Passage provided:
----

DDM4IP closely approaches non-blind methods with known kernels on deblurring (PSNR gap of only 0.7 dB), while substantially outperforming single-image blind methods (by 3–4 dB), validating the effectiveness of distribution matching for forward model learning.
On blind super-resolution, performance is competitive with state-of-the-art supervised methods (gap of 0.2 dB), demonstrating the generalizability of the framework.
Kernel regularization has a significant impact on performance (removing it causes a 1.7 dB PSNR drop), confirming that physical prior constraints are essential for recovering a correct degradation kernel from distribution matching.
The real-world parking lot lens calibration experiment is a notable highlight: whereas conventional methods require specialized equipment, DDM4IP estimates spatially-varying PSFs from a small set of unpaired photographs, demonstrating strong practical applicability.

----

Instructions for the task:
Continue the DDM4IP results summary from its final sentence about the parking lot lens calibration experiment.

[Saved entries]
----

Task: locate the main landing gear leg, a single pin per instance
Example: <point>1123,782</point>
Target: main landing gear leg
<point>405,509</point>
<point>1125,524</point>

----

Task result:
The auxiliary flow model serves as the critical bridge for distribution matching—removing it causes a 3.1 dB performance drop, indicating that directly imposing distributional constraints on the forward model alone is insufficient.

Highlights & Insights¶

Distribution matching as a replacement for paired learning is the central innovation: data requirements for inverse problems are reduced from paired samples to unpaired distributions, substantially extending the applicability of diffusion models to real-world image restoration. This principle transfers naturally to any task requiring learning of unknown degradations or transformations (e.g., domain adaptation, style transfer).
The three-stage decoupled design is elegant: pretrain flow model → learn forward model via distribution matching → restore via standard solver. Each stage is independently replaceable; for instance, Stage 3 can seamlessly incorporate future, more powerful inverse problem solvers.
The insight that velocity field matching implies distribution matching is particularly profound: two flow models whose velocity fields agree model identical distributions, providing a differentiable and tractable surrogate loss for distribution matching.
The method operates with approximately 100 clean images and 1,000 degraded images, exhibiting high data efficiency.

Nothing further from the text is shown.